DOCUMENT.
Tested on B300 and got roughly the same output as FP8

#4
by O-delicious - opened
# Build and install flashinfer from source with fp4 quantization fix.
# Keep this aligned with the v0.5.9 base image's flashinfer_python version.
RUN --mount=type=cache,target=/root/.cache/pip \
    --mount=type=cache,target=/sgl-workspace/flashinfer-build \
    git config --global http.proxy "${http_proxy:-$HTTP_PROXY}" && \
    git config --global https.proxy "${https_proxy:-$HTTPS_PROXY}" && \
    if [ ! -d /sgl-workspace/flashinfer-build/flashinfer/.git ]; then \
        rm -rf /sgl-workspace/flashinfer-build/flashinfer && \
        git clone https://github.com/flashinfer-ai/flashinfer.git /sgl-workspace/flashinfer-build/flashinfer; \
    fi && \
    cd /sgl-workspace/flashinfer-build/flashinfer && \
    git fetch --tags origin && \
    git checkout -f v0.6.3 && \
    git submodule sync --recursive && \
    git submodule update --init --recursive --force && \
    git config user.email "build@example.com" && \
    git config user.name "Build" && \
    git remote add nvjullin https://github.com/nvjullin/flashinfer 2>/dev/null || true && \
    git fetch nvjullin fix-fp4-quant-padding && \
    git cherry-pick --skip || true && \
    git cherry-pick a022c4d4 72d6572b && \
    git submodule sync --recursive && \
    git submodule update --init --recursive --force && \
    test -f 3rdparty/spdlog/include/spdlog/sinks/stdout_color_sinks.h && \
    cd flashinfer-jit-cache && \
    MAX_JOBS=32 FLASHINFER_NVCC_THREADS=2 FLASHINFER_CUDA_ARCH_LIST="10.0a 10.3a" python -m build --no-isolation --skip-dependency-check --wheel && \
    python -m pip install dist/*.whl

Change a bit on the cherry-pick commit id.

DIRECTIONS.
1. Answer these questions using the flashinfer build post.
(a) On which hardware was it tested?
(b) Which version tag does the build check out?
(c) Which branch is fetched from the nvjullin remote?
2. Transcribe the section of the flashinfer build post that opens with the words containing "Tested on B300" and closes with "image's flashinfer_python version.".

SUPPLIED RECORDS.
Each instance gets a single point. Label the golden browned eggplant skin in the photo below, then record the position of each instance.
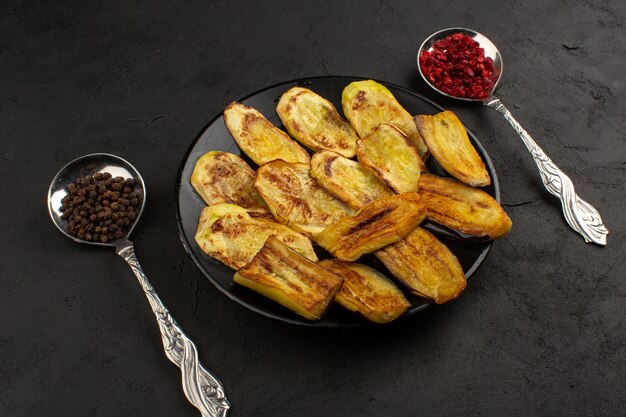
(367, 291)
(368, 103)
(449, 144)
(374, 226)
(425, 265)
(222, 177)
(290, 279)
(348, 180)
(387, 153)
(233, 235)
(259, 138)
(314, 122)
(296, 199)
(463, 208)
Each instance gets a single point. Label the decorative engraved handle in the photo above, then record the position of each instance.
(580, 215)
(202, 389)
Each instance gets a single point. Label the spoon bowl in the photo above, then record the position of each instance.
(90, 165)
(200, 386)
(491, 51)
(579, 214)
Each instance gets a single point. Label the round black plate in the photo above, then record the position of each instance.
(215, 136)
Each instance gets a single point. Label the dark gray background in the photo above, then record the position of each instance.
(540, 331)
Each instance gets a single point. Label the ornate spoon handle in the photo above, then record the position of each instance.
(202, 389)
(580, 215)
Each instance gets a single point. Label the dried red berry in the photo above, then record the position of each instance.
(457, 65)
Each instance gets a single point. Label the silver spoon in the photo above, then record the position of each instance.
(580, 215)
(202, 388)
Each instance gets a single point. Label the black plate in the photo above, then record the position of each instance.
(215, 136)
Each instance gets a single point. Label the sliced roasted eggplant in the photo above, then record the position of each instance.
(374, 226)
(296, 199)
(462, 208)
(425, 265)
(367, 291)
(259, 138)
(233, 235)
(314, 122)
(222, 177)
(290, 279)
(368, 103)
(387, 152)
(449, 144)
(348, 180)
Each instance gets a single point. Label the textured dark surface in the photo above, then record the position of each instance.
(540, 331)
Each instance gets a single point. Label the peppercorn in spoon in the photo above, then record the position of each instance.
(460, 81)
(104, 213)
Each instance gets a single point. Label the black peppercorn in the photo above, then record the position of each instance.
(100, 208)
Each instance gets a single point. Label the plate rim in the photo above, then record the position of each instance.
(320, 324)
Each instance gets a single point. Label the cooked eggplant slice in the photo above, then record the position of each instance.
(290, 279)
(449, 144)
(233, 235)
(463, 208)
(387, 152)
(314, 122)
(425, 265)
(374, 226)
(259, 138)
(348, 180)
(368, 103)
(367, 291)
(222, 177)
(296, 199)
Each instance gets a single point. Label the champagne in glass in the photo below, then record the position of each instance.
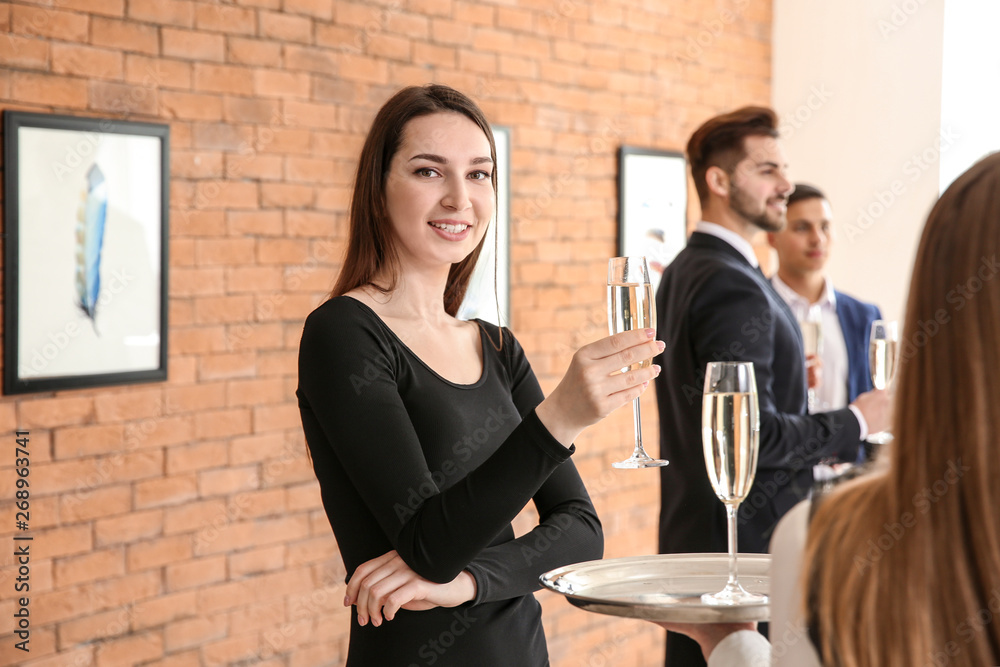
(730, 429)
(883, 355)
(812, 342)
(630, 306)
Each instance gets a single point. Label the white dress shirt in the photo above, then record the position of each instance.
(832, 392)
(745, 248)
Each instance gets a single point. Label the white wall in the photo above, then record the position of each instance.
(969, 94)
(857, 84)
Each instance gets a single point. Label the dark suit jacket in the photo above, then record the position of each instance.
(856, 319)
(712, 305)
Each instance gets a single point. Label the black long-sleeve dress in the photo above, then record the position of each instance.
(409, 461)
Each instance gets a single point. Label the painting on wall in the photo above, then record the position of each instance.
(652, 206)
(85, 264)
(488, 296)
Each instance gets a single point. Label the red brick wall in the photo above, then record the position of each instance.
(179, 523)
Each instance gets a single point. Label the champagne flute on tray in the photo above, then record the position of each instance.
(630, 306)
(730, 429)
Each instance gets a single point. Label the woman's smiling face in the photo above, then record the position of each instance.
(439, 193)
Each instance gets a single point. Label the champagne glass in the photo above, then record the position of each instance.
(630, 306)
(812, 341)
(883, 355)
(730, 433)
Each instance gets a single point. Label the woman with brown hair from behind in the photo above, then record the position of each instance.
(902, 567)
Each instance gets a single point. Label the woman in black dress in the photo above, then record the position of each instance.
(429, 434)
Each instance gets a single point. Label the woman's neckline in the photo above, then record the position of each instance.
(395, 336)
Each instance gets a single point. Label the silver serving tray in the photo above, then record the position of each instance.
(666, 587)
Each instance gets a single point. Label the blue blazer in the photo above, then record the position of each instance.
(856, 319)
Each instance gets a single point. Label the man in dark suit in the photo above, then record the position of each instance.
(714, 304)
(803, 248)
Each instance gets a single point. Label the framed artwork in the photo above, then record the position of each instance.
(85, 261)
(652, 206)
(488, 297)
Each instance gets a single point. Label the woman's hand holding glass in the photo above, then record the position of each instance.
(594, 386)
(384, 585)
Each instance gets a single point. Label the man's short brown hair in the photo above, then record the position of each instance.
(719, 141)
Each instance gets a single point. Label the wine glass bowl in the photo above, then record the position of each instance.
(631, 306)
(812, 342)
(730, 428)
(883, 357)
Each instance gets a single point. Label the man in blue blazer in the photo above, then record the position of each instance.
(714, 304)
(803, 248)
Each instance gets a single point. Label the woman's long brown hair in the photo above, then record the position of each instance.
(371, 246)
(903, 567)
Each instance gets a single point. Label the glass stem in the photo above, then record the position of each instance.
(639, 452)
(731, 521)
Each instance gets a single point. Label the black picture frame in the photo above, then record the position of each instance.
(652, 206)
(86, 210)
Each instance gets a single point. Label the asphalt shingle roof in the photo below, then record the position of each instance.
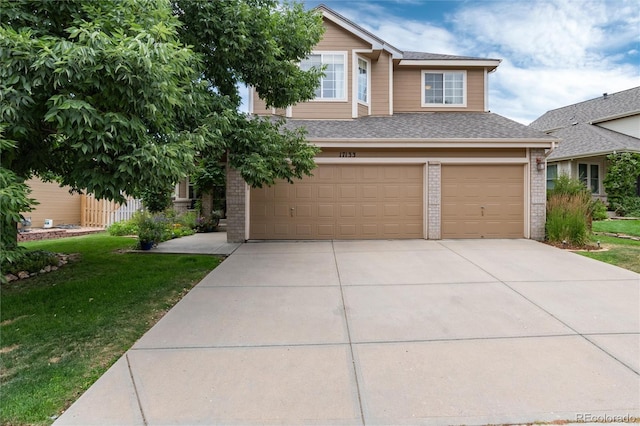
(437, 56)
(581, 138)
(587, 139)
(592, 110)
(421, 126)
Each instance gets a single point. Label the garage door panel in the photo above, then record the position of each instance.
(278, 210)
(391, 211)
(368, 192)
(369, 230)
(468, 188)
(369, 210)
(278, 192)
(325, 192)
(343, 202)
(347, 192)
(303, 211)
(347, 211)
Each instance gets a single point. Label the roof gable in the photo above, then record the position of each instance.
(430, 128)
(600, 109)
(404, 57)
(586, 140)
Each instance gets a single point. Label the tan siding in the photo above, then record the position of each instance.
(380, 85)
(55, 203)
(363, 110)
(407, 90)
(322, 110)
(336, 40)
(259, 106)
(426, 153)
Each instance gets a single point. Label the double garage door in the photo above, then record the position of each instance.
(388, 202)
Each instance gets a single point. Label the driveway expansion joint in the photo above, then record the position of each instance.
(564, 323)
(135, 390)
(346, 321)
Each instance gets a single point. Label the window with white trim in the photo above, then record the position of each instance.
(552, 175)
(333, 84)
(589, 174)
(444, 88)
(363, 81)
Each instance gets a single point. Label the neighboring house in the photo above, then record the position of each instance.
(590, 131)
(409, 150)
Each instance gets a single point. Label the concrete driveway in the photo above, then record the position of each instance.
(386, 332)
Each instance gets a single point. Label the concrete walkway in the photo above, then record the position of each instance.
(202, 243)
(385, 332)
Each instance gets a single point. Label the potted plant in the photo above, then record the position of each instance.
(149, 231)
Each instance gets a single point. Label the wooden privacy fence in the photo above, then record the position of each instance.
(102, 213)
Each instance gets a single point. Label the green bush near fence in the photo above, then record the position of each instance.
(174, 225)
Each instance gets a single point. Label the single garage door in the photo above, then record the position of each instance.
(342, 202)
(482, 201)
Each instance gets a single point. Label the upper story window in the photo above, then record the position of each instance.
(552, 175)
(444, 88)
(363, 81)
(333, 84)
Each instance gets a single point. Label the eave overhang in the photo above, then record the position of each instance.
(483, 63)
(433, 143)
(376, 43)
(591, 154)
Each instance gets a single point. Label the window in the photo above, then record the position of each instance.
(332, 85)
(589, 174)
(445, 88)
(363, 81)
(552, 175)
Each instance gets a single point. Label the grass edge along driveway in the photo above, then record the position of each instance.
(59, 332)
(617, 251)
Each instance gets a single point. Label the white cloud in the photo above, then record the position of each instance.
(555, 52)
(524, 94)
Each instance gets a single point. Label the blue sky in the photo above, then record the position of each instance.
(554, 52)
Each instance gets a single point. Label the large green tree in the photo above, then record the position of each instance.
(113, 96)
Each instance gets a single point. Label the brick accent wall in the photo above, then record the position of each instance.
(236, 203)
(434, 219)
(538, 183)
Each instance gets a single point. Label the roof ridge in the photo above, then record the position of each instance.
(605, 95)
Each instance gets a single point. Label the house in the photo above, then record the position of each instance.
(590, 131)
(409, 149)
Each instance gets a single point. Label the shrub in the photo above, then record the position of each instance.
(598, 210)
(628, 206)
(150, 228)
(569, 210)
(158, 199)
(567, 218)
(564, 184)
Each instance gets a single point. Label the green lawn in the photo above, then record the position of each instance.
(618, 251)
(627, 227)
(61, 331)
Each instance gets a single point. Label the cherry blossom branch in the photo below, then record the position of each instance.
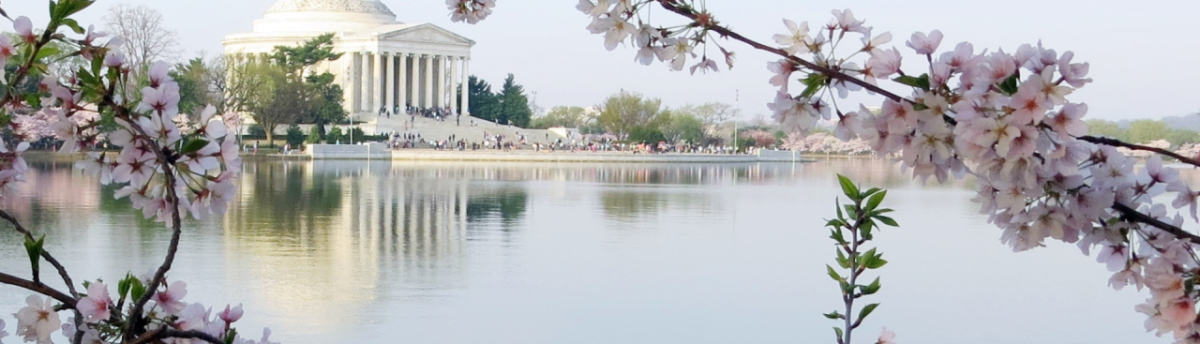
(165, 333)
(708, 24)
(1132, 215)
(1116, 143)
(63, 270)
(36, 287)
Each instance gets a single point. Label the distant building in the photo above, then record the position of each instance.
(387, 64)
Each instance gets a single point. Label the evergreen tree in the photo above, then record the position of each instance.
(483, 103)
(514, 104)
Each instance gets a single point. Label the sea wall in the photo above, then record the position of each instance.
(378, 151)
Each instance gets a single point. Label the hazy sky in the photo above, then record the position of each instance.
(1141, 52)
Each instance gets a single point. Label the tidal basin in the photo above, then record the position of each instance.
(383, 252)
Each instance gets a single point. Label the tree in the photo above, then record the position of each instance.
(683, 127)
(287, 101)
(193, 85)
(514, 104)
(483, 103)
(298, 59)
(625, 110)
(711, 115)
(328, 104)
(562, 116)
(147, 37)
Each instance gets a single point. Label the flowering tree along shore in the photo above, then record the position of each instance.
(1002, 118)
(166, 170)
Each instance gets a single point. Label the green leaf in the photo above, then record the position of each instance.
(193, 145)
(871, 288)
(833, 273)
(876, 263)
(849, 188)
(843, 260)
(137, 289)
(34, 248)
(887, 221)
(814, 82)
(916, 82)
(875, 200)
(1009, 85)
(75, 25)
(48, 50)
(837, 235)
(867, 311)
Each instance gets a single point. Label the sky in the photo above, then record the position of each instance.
(1141, 53)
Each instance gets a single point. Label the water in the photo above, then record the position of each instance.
(372, 252)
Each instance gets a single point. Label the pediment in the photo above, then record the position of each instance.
(427, 34)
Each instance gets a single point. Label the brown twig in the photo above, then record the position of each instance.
(1116, 143)
(673, 6)
(165, 333)
(37, 288)
(1132, 215)
(63, 270)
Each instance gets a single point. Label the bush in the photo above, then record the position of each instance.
(335, 136)
(313, 136)
(295, 136)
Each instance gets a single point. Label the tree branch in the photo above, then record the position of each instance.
(1116, 143)
(1132, 215)
(37, 288)
(46, 254)
(673, 6)
(165, 333)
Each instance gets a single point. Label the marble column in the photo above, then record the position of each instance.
(375, 86)
(355, 82)
(429, 82)
(454, 84)
(466, 85)
(367, 89)
(389, 96)
(402, 80)
(414, 74)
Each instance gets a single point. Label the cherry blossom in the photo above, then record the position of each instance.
(37, 320)
(95, 307)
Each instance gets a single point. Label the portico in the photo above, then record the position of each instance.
(387, 65)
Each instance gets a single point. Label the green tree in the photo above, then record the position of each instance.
(1107, 128)
(1145, 131)
(328, 106)
(483, 102)
(295, 136)
(335, 136)
(287, 102)
(313, 136)
(562, 116)
(514, 104)
(192, 78)
(683, 127)
(298, 59)
(625, 110)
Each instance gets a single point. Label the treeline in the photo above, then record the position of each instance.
(1143, 131)
(509, 106)
(635, 118)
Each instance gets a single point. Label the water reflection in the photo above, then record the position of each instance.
(353, 252)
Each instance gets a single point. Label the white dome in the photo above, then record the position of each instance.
(324, 16)
(357, 6)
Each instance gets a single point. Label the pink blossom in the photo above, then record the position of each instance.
(95, 306)
(169, 300)
(24, 29)
(925, 44)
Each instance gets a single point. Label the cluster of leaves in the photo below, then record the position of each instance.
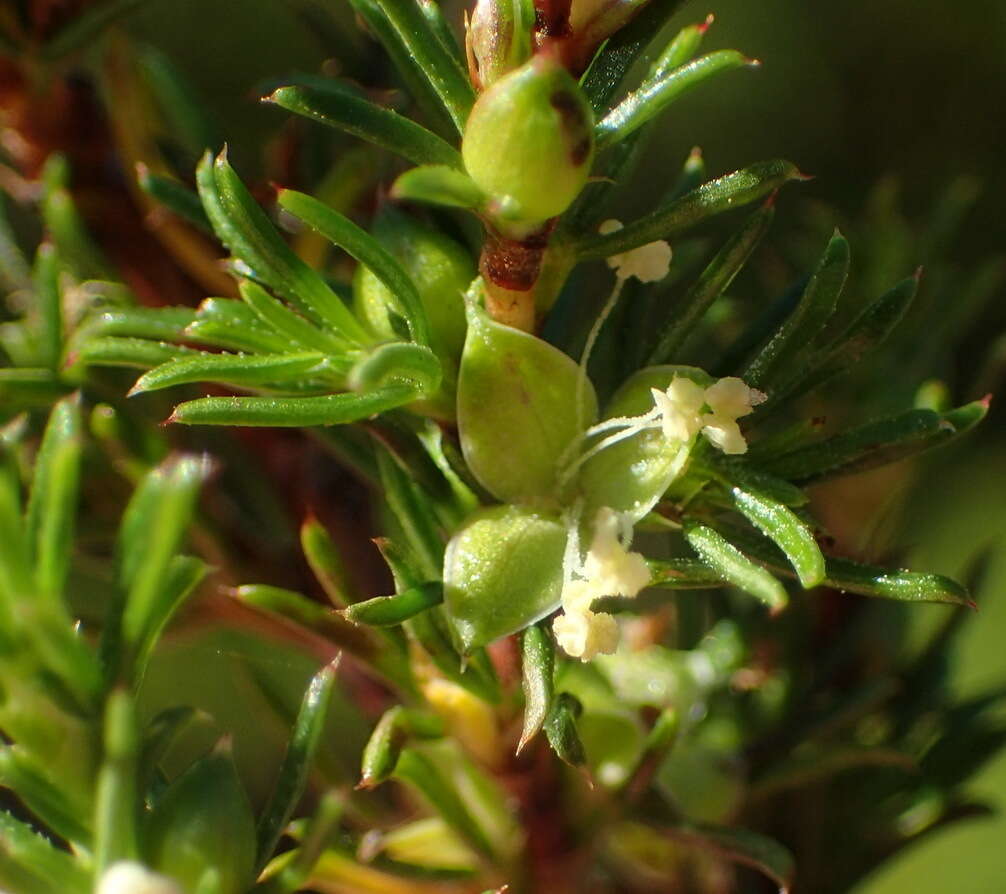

PROBLEM SOLUTIONS.
1.
(a) B300
(b) v0.6.3
(c) fix-fp4-quant-padding

2.
Tested on B300 and got roughly the same output as FP8

#4
by O-delicious - opened
# Build and install flashinfer from source with fp4 quantization fix.
# Keep this aligned with the v0.5.9 base image's flashinfer_python version.